▶ _INSTRUCTIONS FOR THE TASK_
Pull out each line in the rows below that contains the string "positive". Treat uppercase and lowercase as different.

▶ _SOURCE RECORDS_

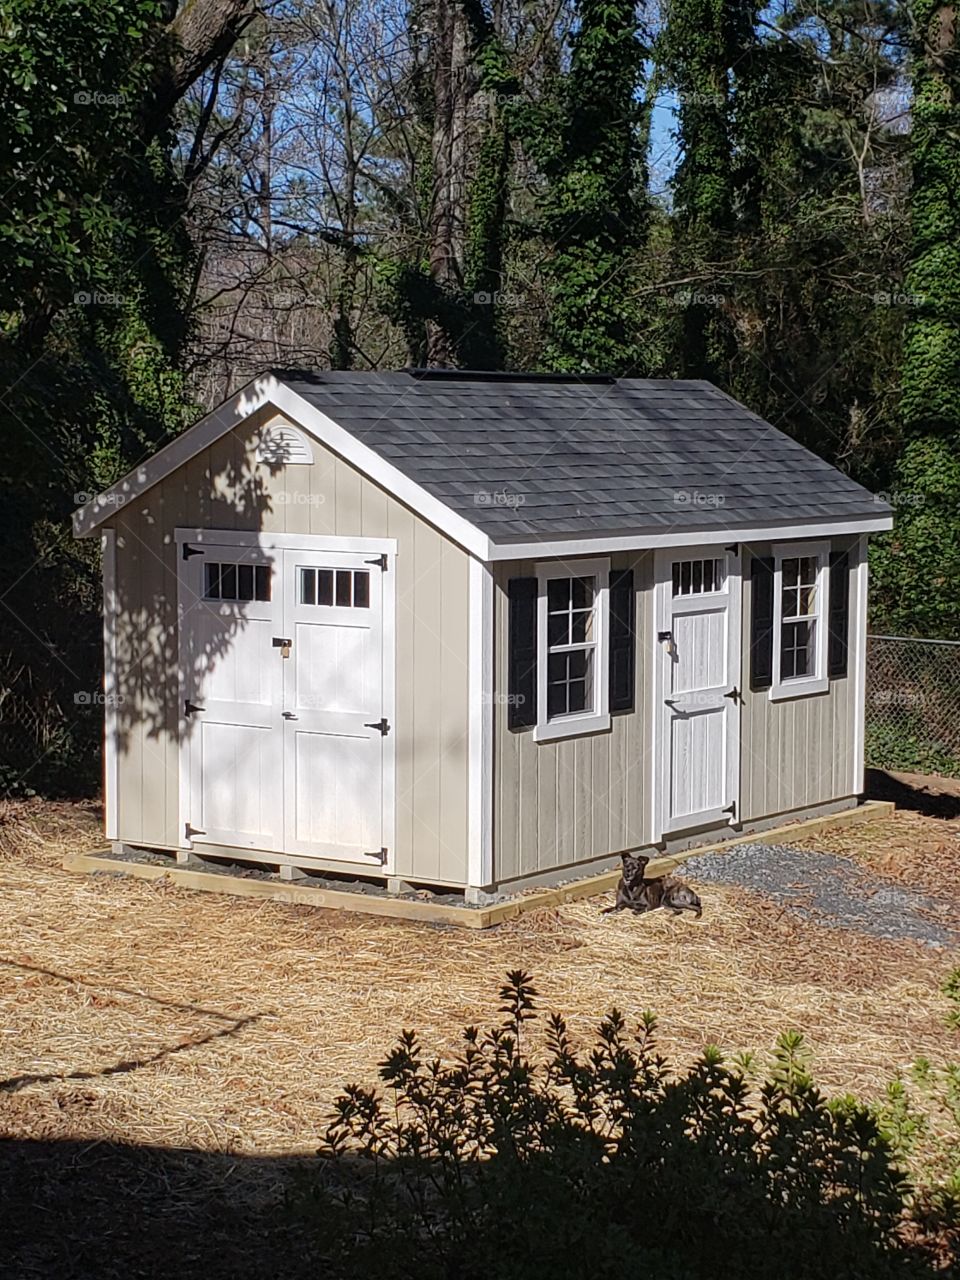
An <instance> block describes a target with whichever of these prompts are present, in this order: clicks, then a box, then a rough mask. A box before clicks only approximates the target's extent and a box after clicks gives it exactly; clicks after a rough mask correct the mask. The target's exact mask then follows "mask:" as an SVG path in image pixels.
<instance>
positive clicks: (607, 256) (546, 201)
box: [515, 0, 648, 374]
mask: <svg viewBox="0 0 960 1280" xmlns="http://www.w3.org/2000/svg"><path fill="white" fill-rule="evenodd" d="M577 17H579V26H577V27H576V31H575V33H573V36H572V40H571V54H570V69H568V72H566V73H563V72H561V73H554V76H553V77H552V82H553V90H554V91H553V93H552V95H548V96H545V97H544V100H543V101H540V102H539V104H532V105H531V106H530V108H526V109H524V108H522V106H521V108H518V109H517V110H516V111H515V119H516V122H517V127H518V132H520V136H521V138H522V141H524V145H525V147H526V150H527V151H529V154H530V156H531V157H532V160H534V163H535V164H536V166H538V169H539V170H540V173H541V174H543V179H544V191H543V196H541V215H540V228H539V230H540V237H541V239H543V242H544V261H543V275H544V283H545V293H547V308H548V321H547V324H548V344H547V349H545V352H544V362H545V364H547V366H548V367H550V369H556V370H558V371H566V372H581V371H593V372H614V374H616V372H621V374H622V372H627V371H628V370H631V369H634V367H635V365H636V362H637V348H636V317H635V315H634V312H632V308H631V303H630V298H631V293H632V289H631V282H630V278H631V275H632V273H634V270H635V266H636V257H635V255H636V253H637V252H639V250H640V248H641V246H643V243H644V237H645V230H646V212H648V209H646V193H645V164H644V152H645V140H646V132H645V123H646V116H645V111H644V106H643V102H641V101H640V100H639V93H640V90H641V87H643V63H644V55H645V47H644V45H643V42H641V40H640V37H639V35H637V20H636V8H635V5H634V4H632V3H630V0H581V3H580V4H579V9H577Z"/></svg>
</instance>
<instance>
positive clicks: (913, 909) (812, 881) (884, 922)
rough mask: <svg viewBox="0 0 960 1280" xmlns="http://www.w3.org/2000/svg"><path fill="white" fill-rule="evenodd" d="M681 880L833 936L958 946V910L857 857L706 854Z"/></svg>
mask: <svg viewBox="0 0 960 1280" xmlns="http://www.w3.org/2000/svg"><path fill="white" fill-rule="evenodd" d="M677 874H678V876H682V877H685V878H686V877H689V878H690V879H696V881H708V882H709V881H712V882H714V883H717V884H739V886H741V888H748V890H754V891H755V892H758V893H763V895H764V896H765V897H769V899H772V900H773V901H774V902H782V904H783V906H785V908H786V909H787V910H788V911H791V913H792V914H795V915H800V916H803V918H804V919H806V920H813V922H814V923H815V924H823V925H826V927H827V928H831V929H858V931H859V932H860V933H869V934H873V937H877V938H896V940H901V938H910V940H913V941H915V942H924V943H927V945H928V946H936V947H954V946H960V919H957V910H956V905H955V904H951V902H947V901H945V900H942V899H937V897H929V896H928V895H925V893H918V892H915V891H913V890H909V888H902V887H901V886H900V884H895V883H892V882H891V881H888V879H881V878H879V877H878V876H872V874H870V873H869V872H868V870H867V869H865V868H863V867H861V865H860V864H859V863H855V861H854V860H852V858H838V856H837V855H836V854H817V852H806V851H804V850H800V849H792V847H791V846H790V845H736V846H733V847H732V849H730V850H728V851H727V852H716V854H703V855H701V856H699V858H691V859H689V860H687V861H685V863H684V864H682V867H680V868H677Z"/></svg>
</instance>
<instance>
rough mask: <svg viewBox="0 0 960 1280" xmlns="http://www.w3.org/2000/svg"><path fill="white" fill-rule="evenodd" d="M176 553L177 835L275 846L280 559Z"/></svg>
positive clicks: (261, 557) (207, 554)
mask: <svg viewBox="0 0 960 1280" xmlns="http://www.w3.org/2000/svg"><path fill="white" fill-rule="evenodd" d="M178 552H179V554H180V557H182V559H180V600H179V607H180V618H179V635H180V671H182V681H180V692H182V695H183V707H182V708H180V733H182V737H180V748H182V750H184V751H186V764H187V767H186V773H187V778H186V782H187V787H188V796H189V800H188V804H187V806H186V809H184V814H186V820H184V831H183V833H182V835H183V842H184V844H191V842H195V844H207V845H232V846H236V847H238V849H268V850H279V849H282V847H283V809H282V806H280V803H279V782H280V769H282V767H283V755H282V736H280V727H279V726H280V719H279V712H280V696H282V686H280V676H282V669H280V659H279V654H278V653H276V652H275V650H274V649H273V637H274V636H276V635H279V630H280V622H282V600H280V595H282V591H280V575H279V567H280V566H279V563H278V562H276V561H275V558H274V557H271V556H270V554H269V553H266V552H261V550H259V549H252V548H243V547H210V545H207V547H204V548H202V549H201V548H198V547H196V545H192V544H188V543H186V544H183V545H182V547H180V548H178ZM184 557H186V558H184Z"/></svg>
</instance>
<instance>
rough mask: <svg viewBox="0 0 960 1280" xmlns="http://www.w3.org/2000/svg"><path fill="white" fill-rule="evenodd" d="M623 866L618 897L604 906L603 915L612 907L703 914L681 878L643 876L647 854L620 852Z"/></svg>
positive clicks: (630, 908) (623, 908)
mask: <svg viewBox="0 0 960 1280" xmlns="http://www.w3.org/2000/svg"><path fill="white" fill-rule="evenodd" d="M622 859H623V869H622V870H621V874H620V881H618V883H617V899H616V901H614V904H613V906H607V908H604V910H603V915H609V914H611V913H612V911H623V910H628V911H636V913H637V914H643V913H644V911H655V910H657V909H658V908H660V906H662V908H663V909H664V910H667V911H672V913H673V914H675V915H682V913H684V911H692V913H694V915H695V916H696V919H698V920H699V919H700V916H701V915H703V904H701V902H700V899H699V897H698V896H696V893H694V891H692V890H691V888H690V887H689V886H687V884H684V882H682V881H677V879H672V878H671V877H669V876H660V877H658V878H657V879H652V881H648V879H644V872H645V870H646V864H648V863H649V861H650V859H649V858H644V855H643V854H623V855H622Z"/></svg>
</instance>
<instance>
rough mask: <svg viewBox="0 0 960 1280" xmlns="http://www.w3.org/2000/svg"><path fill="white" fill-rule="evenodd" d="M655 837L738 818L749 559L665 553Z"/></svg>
mask: <svg viewBox="0 0 960 1280" xmlns="http://www.w3.org/2000/svg"><path fill="white" fill-rule="evenodd" d="M655 644H657V653H655V663H657V672H655V675H657V698H655V705H654V716H655V717H657V723H655V726H654V736H655V742H657V748H655V751H654V769H655V777H654V794H655V805H657V817H655V819H654V826H655V827H657V828H658V829H657V831H655V833H654V835H655V836H657V837H659V836H662V835H666V833H669V832H677V831H687V829H694V828H696V827H703V826H708V824H710V823H717V822H731V823H735V822H736V820H737V817H739V815H737V806H739V786H740V704H741V691H740V687H739V685H740V557H739V554H737V553H736V552H735V550H732V549H730V548H727V549H724V548H705V549H692V548H691V549H684V550H671V552H659V553H658V557H657V641H655Z"/></svg>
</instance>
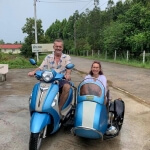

▶ _RESULT BELOW_
positive clicks: (607, 256) (546, 201)
positive clicks: (913, 909) (812, 881) (884, 922)
positive clicks: (261, 557) (207, 554)
positive clicks: (630, 908) (623, 908)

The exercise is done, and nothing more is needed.